==== Document ====
General Terms and Conditions




1.1 The following terms and conditions shall apply to all deliveries and services, unless otherwise agreed in writing in advance. Deviating agreements shall only apply to a specific contract and not to future contracts, unless expressly agreed otherwise in writing.
1.2 The General Terms and Conditions shall only apply to merchants if the contract is part of the operation of a commercial business as well as to legal entities under public law and public special funds § 310 I sentence 1 BGB.
1.3 These General Terms and Conditions of GWT-TUD GmbH (hereinafter referred to as GWT) shall apply exclusively. Business conditions of the contractual partner do not apply, even if GWT does not expressly object to them. The same applies even if GWT performs the service owed in the knowledge of conflicting general terms and conditions of the contractual partner.


Offers, conclusion of contracts and scope of services

2.1 The services and/or work performances shall be rendered in each case in accordance with the applicable statutory provisions, unless otherwise stipulated in these General Terms and Conditions.
2.2 GWT is entitled to use the services of third parties for the execution of orders, whereby GWT always remains directly obligated to the client.
2.3 Changes in the agreed scope of services shall be specified in writing.
2.4 GWT is entitled to partial deliveries and partial services at any time, as far as this is reasonable for the contractual partner.
2.5 Dates, deadlines, dimensions, weights, simulation results, drawings, etc. are not binding unless they have been expressly confirmed in writing.
2.6 Information in brochures, advertising statements, statements in other publications and statements by third parties do not constitute grounds for contractual performance, warranty or damage claims against GWT from any point of view.
2.7 Representations and warranties for the quality of deliveries and services shall only be granted if expressly agreed in writing.
==== Provided material ====
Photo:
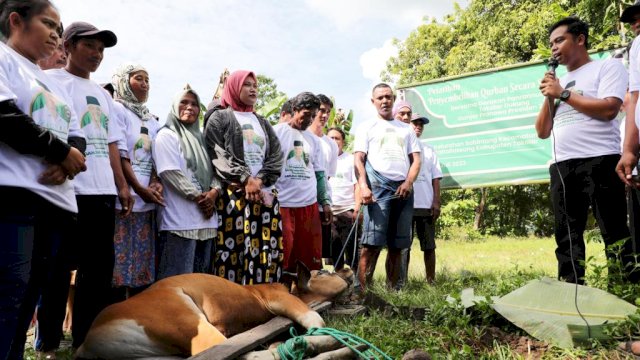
====
◆ **Written request 1**:
Answer these questions from the terms and conditions:
(a) What short name do the terms and conditions use for GWT-TUD GmbH?
(b) When GWT uses third parties to carry out orders, who remains directly obligated to the client?
(c) In what form must changes in the agreed scope of services be specified?
◆ **Written request 2**: According to the terms and conditions, why do the contractual partner's own business conditions not apply, even when GWT knows of them and still performs the service owed?

◆ **Written reply 1**:
(a) GWT.
(b) GWT.
(c) In writing.

◆ **Written reply 2**: The terms and conditions state that GWT's General Terms and Conditions apply exclusively. Because of this, the contractual partner's business conditions do not apply even if GWT does not expressly object to them or performs the service owed while knowing of them.